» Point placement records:

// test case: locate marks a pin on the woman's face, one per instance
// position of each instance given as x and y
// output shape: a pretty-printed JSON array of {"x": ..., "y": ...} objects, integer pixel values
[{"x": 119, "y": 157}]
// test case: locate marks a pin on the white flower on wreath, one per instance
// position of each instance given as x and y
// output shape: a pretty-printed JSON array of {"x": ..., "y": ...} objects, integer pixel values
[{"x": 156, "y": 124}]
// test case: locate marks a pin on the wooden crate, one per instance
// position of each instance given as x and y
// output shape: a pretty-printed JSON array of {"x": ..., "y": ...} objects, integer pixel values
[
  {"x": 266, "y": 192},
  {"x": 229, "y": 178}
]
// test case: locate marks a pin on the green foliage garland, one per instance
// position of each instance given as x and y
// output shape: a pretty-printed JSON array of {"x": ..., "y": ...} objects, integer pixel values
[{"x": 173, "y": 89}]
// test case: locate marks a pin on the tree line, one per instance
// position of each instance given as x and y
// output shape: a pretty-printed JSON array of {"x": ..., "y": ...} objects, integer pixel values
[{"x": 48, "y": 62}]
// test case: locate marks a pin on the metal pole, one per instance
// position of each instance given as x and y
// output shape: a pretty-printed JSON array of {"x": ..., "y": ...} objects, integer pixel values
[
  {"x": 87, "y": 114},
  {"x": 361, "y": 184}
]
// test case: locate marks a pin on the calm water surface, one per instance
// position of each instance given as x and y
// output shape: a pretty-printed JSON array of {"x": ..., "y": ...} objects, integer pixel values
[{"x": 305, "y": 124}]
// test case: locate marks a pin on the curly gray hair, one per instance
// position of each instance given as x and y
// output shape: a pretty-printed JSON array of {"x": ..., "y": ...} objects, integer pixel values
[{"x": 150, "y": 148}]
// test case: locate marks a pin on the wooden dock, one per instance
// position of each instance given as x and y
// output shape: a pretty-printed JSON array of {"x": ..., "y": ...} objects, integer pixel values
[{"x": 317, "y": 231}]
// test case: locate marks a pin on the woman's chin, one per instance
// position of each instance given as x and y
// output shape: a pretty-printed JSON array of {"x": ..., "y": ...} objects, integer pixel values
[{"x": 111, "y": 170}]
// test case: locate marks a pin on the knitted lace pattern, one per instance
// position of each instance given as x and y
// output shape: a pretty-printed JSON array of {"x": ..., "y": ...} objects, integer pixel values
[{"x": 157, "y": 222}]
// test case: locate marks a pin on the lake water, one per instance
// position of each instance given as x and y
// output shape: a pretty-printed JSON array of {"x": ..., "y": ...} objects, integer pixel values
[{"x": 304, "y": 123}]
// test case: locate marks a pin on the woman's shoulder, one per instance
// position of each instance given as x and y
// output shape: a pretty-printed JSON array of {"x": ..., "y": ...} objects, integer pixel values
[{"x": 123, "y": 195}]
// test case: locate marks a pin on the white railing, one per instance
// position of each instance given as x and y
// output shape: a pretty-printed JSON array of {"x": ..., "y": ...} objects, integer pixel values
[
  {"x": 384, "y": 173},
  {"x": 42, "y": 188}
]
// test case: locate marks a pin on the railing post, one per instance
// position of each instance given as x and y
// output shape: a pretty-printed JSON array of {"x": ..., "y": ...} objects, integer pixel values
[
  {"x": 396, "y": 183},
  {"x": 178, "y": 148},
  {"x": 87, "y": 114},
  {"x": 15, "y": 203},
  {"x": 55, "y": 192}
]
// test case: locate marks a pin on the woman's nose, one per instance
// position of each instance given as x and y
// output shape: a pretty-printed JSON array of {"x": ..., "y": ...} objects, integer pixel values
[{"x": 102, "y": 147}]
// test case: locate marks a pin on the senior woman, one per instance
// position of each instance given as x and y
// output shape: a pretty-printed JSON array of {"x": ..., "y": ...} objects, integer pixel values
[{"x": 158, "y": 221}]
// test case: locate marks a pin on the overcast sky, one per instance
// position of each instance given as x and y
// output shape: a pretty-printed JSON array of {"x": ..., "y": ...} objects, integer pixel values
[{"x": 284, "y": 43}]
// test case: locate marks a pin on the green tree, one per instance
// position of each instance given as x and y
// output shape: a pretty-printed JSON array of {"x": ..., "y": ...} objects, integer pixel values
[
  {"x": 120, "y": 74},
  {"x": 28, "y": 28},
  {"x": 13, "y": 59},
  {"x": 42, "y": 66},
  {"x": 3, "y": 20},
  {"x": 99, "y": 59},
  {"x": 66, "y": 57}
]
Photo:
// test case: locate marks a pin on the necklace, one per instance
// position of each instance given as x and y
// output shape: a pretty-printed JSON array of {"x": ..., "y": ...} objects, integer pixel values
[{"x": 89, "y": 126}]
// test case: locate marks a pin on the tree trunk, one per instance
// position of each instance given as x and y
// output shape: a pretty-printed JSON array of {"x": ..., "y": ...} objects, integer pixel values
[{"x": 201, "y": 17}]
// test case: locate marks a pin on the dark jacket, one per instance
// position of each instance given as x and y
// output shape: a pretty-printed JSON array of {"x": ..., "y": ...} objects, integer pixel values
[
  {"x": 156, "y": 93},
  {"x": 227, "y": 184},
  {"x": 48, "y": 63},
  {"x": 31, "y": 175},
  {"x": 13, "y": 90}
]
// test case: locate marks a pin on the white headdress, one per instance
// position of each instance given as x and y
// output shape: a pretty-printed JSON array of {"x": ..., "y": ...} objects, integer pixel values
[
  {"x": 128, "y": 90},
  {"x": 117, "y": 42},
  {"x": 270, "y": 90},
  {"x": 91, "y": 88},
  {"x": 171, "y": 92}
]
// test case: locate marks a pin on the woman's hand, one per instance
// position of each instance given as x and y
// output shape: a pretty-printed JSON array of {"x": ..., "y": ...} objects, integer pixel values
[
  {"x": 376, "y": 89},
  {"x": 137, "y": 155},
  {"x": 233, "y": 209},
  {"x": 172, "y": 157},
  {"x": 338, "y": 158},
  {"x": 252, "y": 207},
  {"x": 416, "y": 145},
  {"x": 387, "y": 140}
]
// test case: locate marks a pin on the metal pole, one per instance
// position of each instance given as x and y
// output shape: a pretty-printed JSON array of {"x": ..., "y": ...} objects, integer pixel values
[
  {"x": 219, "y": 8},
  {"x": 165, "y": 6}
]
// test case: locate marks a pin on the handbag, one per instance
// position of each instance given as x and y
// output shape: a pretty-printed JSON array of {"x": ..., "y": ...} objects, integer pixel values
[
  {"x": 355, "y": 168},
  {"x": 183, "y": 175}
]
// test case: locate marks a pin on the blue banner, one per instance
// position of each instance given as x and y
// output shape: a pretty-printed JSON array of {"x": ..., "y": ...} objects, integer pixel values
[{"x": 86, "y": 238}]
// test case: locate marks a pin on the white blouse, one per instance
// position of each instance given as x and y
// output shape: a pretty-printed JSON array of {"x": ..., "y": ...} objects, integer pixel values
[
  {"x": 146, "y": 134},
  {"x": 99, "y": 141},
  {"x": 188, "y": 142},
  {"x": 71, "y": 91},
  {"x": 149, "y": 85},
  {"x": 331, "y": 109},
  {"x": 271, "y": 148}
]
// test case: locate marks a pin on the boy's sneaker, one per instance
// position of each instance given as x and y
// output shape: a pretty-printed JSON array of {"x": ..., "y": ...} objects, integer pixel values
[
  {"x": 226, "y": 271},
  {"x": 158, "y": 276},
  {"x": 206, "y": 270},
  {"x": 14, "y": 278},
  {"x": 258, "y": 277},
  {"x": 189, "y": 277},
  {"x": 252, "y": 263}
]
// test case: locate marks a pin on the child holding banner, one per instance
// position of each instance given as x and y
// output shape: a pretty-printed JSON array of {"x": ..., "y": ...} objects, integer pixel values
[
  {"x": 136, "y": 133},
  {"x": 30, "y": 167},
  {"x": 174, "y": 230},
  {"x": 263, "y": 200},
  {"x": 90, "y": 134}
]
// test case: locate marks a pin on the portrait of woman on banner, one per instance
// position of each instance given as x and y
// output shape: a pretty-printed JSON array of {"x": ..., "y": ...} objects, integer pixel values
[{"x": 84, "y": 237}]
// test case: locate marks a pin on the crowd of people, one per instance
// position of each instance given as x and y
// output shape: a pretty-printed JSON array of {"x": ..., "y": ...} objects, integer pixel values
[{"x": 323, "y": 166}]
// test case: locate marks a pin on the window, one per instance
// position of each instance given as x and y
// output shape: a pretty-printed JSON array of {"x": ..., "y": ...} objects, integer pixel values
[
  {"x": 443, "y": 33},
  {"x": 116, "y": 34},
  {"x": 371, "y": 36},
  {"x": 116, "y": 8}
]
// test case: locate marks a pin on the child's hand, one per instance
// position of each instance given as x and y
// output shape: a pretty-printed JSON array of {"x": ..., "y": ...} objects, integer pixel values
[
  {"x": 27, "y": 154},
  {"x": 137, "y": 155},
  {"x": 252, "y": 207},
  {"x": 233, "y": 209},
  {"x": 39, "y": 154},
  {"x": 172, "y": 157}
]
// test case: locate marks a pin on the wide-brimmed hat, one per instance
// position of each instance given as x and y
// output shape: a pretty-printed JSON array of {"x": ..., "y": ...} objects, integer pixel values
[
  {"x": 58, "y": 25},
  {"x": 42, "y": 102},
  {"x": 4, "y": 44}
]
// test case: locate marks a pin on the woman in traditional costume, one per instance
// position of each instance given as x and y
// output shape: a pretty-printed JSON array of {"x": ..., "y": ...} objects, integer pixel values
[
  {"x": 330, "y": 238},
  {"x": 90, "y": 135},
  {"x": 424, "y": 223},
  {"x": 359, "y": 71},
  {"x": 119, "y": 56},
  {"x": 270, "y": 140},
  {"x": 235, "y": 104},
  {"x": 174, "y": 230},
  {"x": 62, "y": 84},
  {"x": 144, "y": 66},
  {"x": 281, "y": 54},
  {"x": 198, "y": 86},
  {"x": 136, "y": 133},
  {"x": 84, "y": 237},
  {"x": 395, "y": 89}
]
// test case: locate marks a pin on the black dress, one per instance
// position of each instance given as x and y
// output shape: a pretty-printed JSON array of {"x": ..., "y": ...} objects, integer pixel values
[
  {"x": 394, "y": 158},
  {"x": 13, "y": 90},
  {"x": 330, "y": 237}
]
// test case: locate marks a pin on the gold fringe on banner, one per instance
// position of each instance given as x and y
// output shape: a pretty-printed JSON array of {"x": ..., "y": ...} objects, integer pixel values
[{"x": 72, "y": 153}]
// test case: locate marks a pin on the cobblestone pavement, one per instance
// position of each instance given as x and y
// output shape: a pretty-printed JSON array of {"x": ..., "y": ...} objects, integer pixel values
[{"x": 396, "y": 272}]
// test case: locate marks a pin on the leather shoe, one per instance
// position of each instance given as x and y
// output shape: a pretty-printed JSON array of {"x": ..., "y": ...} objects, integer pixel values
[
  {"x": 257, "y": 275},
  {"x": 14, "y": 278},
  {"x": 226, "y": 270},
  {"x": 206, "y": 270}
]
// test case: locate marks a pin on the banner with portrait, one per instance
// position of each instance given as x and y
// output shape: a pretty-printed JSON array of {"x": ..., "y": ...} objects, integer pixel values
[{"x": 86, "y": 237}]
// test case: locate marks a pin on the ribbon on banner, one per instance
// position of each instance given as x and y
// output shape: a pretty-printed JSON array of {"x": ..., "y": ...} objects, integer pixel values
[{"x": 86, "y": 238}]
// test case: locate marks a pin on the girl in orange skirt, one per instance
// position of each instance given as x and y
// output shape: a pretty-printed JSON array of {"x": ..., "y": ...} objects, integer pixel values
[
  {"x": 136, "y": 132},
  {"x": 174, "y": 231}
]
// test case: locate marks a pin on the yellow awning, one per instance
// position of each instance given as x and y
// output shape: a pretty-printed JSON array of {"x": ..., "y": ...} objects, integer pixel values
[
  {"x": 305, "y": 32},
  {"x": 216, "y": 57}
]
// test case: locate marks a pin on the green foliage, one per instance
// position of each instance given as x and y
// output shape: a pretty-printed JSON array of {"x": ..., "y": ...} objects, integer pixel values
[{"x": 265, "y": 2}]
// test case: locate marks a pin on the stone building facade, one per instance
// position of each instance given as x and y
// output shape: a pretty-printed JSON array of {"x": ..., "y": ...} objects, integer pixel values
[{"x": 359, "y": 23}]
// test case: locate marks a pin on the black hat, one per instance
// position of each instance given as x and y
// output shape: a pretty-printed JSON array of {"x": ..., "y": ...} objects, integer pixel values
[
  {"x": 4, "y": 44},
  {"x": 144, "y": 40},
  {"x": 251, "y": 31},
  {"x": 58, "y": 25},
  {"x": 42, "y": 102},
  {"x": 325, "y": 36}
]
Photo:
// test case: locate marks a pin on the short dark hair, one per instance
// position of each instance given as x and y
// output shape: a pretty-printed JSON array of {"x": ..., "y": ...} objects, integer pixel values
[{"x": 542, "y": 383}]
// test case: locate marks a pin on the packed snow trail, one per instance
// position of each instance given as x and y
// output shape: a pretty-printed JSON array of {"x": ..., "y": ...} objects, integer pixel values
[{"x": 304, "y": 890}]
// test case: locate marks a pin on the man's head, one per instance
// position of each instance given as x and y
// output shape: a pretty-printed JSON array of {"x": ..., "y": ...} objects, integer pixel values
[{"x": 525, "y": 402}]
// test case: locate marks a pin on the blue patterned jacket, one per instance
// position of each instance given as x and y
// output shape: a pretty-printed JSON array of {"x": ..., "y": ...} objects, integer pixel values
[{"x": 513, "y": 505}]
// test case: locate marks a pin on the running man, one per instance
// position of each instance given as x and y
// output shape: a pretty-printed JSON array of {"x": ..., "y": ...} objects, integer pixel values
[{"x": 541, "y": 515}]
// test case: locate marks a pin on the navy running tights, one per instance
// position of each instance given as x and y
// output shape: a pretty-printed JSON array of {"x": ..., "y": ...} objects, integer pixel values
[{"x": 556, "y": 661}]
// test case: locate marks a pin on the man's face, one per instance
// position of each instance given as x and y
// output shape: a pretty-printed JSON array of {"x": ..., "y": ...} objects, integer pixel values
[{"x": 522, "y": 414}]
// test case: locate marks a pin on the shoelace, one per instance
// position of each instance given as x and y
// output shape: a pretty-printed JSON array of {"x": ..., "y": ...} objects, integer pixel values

» Exercise prompt: Lines from the one containing "the man's face, one per instance" through the final line are to be given again verbatim, with nothing before or after.

» Solution to this task:
// test case: locate marks a pin on the man's face, one per instance
// position of each instance given as x and y
// output shape: a pretty-printed JSON array of {"x": ..., "y": ...} objects, integer pixel values
[{"x": 522, "y": 414}]
// test case: locate marks a pin on the shoelace, one per instance
// position of each instance given as x and y
// output shape: a pretty-printed JSON array of {"x": ..., "y": ...} objects, integer pixel values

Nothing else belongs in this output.